# START OF EXERCISE INPUT

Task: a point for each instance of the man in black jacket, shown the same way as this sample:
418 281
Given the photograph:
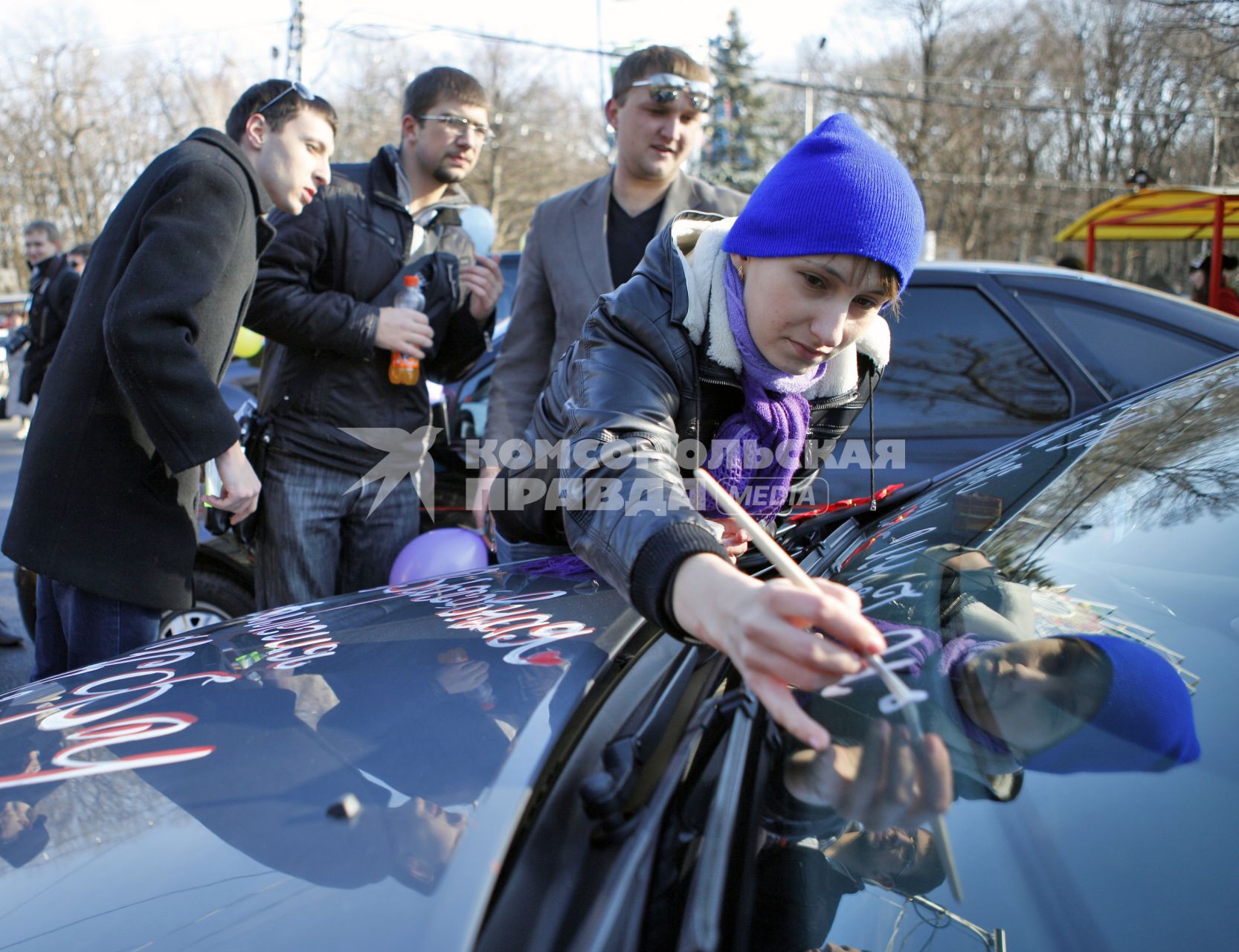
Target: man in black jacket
589 239
107 496
338 502
52 286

# END OF EXERCISE INPUT

AIM:
Can you recast every line of the rows above as a numbered list, skipping blank lines and leaving the picture out?

WRITTEN SOLUTION:
1. Task: a point for each instance of the man in black jacket, shown the same way as this sample:
2. 418 281
3. Given the photograph:
4. Target: man in black jacket
5. 589 239
6. 107 496
7. 338 502
8. 52 286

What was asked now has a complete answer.